REQUIREMENT:
Every line containing the string "above" should be returned from the records.

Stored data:
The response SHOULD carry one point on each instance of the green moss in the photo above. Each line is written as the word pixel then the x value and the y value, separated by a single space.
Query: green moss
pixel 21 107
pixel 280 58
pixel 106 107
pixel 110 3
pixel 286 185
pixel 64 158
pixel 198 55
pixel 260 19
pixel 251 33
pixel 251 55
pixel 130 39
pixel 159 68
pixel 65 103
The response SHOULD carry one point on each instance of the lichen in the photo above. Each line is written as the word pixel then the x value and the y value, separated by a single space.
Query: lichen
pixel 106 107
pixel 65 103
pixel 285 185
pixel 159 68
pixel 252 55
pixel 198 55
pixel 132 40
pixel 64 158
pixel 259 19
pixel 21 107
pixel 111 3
==
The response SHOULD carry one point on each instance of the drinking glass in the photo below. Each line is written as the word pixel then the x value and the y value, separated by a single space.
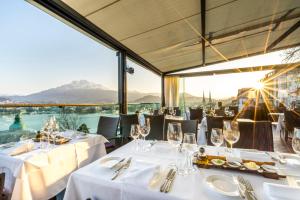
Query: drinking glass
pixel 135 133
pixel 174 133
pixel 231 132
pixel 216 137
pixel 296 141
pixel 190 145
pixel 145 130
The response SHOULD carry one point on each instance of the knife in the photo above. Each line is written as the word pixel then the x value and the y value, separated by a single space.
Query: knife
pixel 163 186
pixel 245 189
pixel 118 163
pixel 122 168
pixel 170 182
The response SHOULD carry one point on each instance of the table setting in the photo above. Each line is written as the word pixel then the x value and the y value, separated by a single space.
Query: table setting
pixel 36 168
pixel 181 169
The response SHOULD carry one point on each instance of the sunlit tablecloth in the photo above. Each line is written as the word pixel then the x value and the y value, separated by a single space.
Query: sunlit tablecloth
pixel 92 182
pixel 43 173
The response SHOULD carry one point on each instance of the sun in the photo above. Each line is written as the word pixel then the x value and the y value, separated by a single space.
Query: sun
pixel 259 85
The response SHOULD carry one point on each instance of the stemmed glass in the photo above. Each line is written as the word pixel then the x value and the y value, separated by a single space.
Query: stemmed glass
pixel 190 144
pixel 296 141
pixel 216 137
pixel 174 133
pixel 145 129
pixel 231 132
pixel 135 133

ANSWER FOR THE TASK:
The response SHOULD carry one point on each instance of the green moss in the photo above. Each line is written as the word pixel then the x value and the y value, separated by a single space.
The response SHOULD carry one point on each instance of the lichen in the photo above. Each line is written as the word pixel then the x value and the y value, separated by a single space.
The response SHOULD carry one point on each instance of the knife in the photo above. Each line is written as the word pixel then the x value and the y value, separated by a single space.
The response SHOULD carry one point on each instance of the table setting in the photo above. Each line is written as the word pixel then the x value and the y value, separated by a single space.
The response SHOULD carry one point on each instance of the sunlit tablecloth in the photo above. Each line is written as the word pixel then the x value and the y value, separated by a single space.
The response SHOULD carry one point on each instance of the sun in the photo above. Each line is written as the word pixel then the x value and the y value, separated by a single space.
The response SHOULD carry one point on each instance of the stemmed glass in the photo above. Each line is written as the word pixel then the x value and the y value, separated by a single space.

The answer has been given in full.